▶ **GOAL**
Every line below should be repeated exactly.

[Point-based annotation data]
====

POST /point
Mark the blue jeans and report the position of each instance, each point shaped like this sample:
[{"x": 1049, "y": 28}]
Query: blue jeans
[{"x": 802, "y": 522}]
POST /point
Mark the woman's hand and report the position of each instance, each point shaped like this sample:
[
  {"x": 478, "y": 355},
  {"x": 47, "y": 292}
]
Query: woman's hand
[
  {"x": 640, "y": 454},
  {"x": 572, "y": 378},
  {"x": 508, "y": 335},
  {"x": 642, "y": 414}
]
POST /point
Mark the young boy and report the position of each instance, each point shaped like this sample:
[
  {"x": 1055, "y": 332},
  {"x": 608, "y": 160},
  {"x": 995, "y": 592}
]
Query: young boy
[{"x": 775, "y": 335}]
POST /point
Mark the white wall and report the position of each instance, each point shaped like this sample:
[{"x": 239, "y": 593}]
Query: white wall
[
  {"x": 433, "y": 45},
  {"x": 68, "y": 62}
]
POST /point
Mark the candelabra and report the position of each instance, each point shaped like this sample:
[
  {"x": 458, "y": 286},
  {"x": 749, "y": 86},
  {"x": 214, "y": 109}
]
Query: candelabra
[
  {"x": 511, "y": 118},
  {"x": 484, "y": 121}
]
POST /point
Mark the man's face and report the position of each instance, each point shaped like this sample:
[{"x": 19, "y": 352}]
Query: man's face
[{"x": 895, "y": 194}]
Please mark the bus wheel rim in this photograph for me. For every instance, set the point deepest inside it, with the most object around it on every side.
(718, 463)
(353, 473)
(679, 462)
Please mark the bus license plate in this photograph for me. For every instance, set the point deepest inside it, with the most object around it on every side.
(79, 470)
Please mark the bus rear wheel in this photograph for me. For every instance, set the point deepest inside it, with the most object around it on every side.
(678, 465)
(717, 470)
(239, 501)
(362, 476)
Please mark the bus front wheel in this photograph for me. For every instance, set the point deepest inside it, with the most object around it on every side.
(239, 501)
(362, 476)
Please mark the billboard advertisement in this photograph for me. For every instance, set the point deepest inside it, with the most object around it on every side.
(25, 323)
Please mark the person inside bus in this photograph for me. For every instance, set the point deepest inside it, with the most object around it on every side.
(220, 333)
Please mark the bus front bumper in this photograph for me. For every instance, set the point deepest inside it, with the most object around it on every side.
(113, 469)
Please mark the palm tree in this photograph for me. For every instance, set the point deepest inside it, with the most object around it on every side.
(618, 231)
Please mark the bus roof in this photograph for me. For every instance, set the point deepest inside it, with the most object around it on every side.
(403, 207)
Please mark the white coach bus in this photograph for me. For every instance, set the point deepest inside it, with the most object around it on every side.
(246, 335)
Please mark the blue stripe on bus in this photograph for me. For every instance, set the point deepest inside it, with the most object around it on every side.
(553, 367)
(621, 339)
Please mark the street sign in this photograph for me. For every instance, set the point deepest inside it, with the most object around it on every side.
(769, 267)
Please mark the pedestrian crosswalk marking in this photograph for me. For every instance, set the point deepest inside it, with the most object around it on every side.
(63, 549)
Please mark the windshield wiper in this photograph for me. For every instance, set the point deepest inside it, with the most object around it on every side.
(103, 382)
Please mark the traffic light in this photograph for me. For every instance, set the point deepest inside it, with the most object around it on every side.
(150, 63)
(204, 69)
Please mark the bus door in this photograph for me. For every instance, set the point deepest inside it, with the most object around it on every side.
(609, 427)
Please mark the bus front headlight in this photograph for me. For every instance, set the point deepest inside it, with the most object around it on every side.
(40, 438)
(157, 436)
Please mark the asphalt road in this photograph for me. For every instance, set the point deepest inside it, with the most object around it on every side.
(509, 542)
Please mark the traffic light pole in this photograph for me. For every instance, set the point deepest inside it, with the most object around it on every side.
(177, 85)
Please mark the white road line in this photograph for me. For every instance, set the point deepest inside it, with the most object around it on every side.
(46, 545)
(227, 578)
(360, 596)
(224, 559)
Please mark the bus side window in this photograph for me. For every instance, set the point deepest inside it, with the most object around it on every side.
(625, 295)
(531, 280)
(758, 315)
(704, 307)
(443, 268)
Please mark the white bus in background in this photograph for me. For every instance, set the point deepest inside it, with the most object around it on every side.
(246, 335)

====

▶ **THE COMPLETED TASK**
POST /point
Mark the blue jeans and report the position of each instance, each point shaped like this sample:
[{"x": 1049, "y": 28}]
Query: blue jeans
[{"x": 802, "y": 522}]
POST /point
Mark the woman's hand and report the position of each instance, each point shaped like this sample:
[
  {"x": 478, "y": 355},
  {"x": 47, "y": 292}
]
Query: woman's hand
[
  {"x": 640, "y": 454},
  {"x": 572, "y": 378},
  {"x": 508, "y": 335},
  {"x": 642, "y": 414}
]
POST /point
Mark the young boy and report the position of each instance, each point shaped like this sample:
[
  {"x": 1055, "y": 332},
  {"x": 608, "y": 160},
  {"x": 995, "y": 592}
]
Query: young boy
[{"x": 775, "y": 335}]
POST /point
Mark the white wall and report the position of each instance, each point shaped like this sample:
[{"x": 239, "y": 593}]
Query: white wall
[
  {"x": 433, "y": 45},
  {"x": 68, "y": 62}
]
POST /point
Mark the candelabra and report the position of each instance, each point shaped like this sample:
[
  {"x": 458, "y": 286},
  {"x": 749, "y": 86},
  {"x": 214, "y": 109}
]
Query: candelabra
[
  {"x": 511, "y": 118},
  {"x": 484, "y": 121}
]
POST /point
Mark the man's face and report the position of each instance, each point shaped like this sample:
[{"x": 19, "y": 352}]
Query: man's face
[{"x": 895, "y": 194}]
Please mark the bus wheel rim in this photograph for me. For every instance, set the point deepest inside it, with the most object around it on every side.
(718, 463)
(353, 473)
(679, 462)
Please mark the bus license plate in this photograph for me. For every instance, set the point deepest inside it, with the most object around it on every side.
(79, 470)
Please mark the bus rear wheel in this photograph for me. For every instance, set the point deepest inside it, with the most object around it on every side.
(678, 465)
(717, 470)
(239, 501)
(362, 476)
Please mark the bus front wheel in this photograph for me. For every instance, set the point deepest inside it, with the most object around it on every side.
(239, 501)
(362, 476)
Please mark the billboard advertisement in this photograph for me. For every instance, set the point deepest inside it, with the most object around it on every side.
(25, 323)
Please mark the person inside bus in this photograph for me. For every instance, set the point deepest inside it, with the most object around it on every side.
(220, 333)
Please mark the bus front bumper in this photograph for me. For every instance, set the point deepest inside it, with the most object around it on every side.
(113, 469)
Please mark the palm tree in this photograph for me. For every instance, set the point deepest inside it, with the most object around it on every side.
(618, 231)
Please mark the bus roof in this photograph for me. For every instance, set the point deepest inside it, with the most object around it on every side.
(403, 207)
Please mark the white coach bus in this photograph for me. For every instance, set the point deepest inside it, with the most object around it on every side.
(246, 335)
Please mark the blue stripe on bus in this photograph for me. For every instance, set the point deepest inside it, with the most object around it on every side.
(553, 367)
(621, 339)
Please mark the street sign in this photograph for me. For every instance, set the point deepest inside it, with the most object around it on every side.
(769, 267)
Please mark the pedestrian crosswalk marking in this photograph for me. For every instance, set the point deepest inside it, with the most object around it on every side.
(63, 549)
Please mark the windshield wiper in this photograph for me. For every instance, set the point deepest inside it, with the most object around it on every side.
(103, 382)
Please mark the traffic light in this photograph for me. For every instance, set the point deepest inside it, with the most object around it on every side.
(150, 63)
(204, 69)
Please mark the bus door in this photograph for me. For every instance, set the point deepest inside it, with the most object around it on every side.
(609, 427)
Please mark the bus front headlight in this photograph for me. For every instance, set the point deepest inside it, with the most object around it on every side.
(40, 438)
(157, 436)
Please mark the asphalt road in this photograph for me. For every instance, set the point deepest inside it, with the most object around it on every side.
(509, 542)
Please mark the traffic light pole in this photograph for me. For every instance, set the point deepest inside it, with the most object around it on every side.
(177, 85)
Please mark the white road line in this photograph for me. For every instance, set the point deepest inside it, with the most object around it on every side.
(46, 545)
(227, 578)
(360, 596)
(224, 559)
Please mark the bus side window in this photograph for me. For every instance, set the point deepest inside it, with the most object around it on every side.
(625, 295)
(531, 280)
(758, 315)
(704, 307)
(443, 268)
Please mark the white bus in background in this photograph for me. For every instance, set the point deepest inside it, with the most object around it on every side.
(246, 335)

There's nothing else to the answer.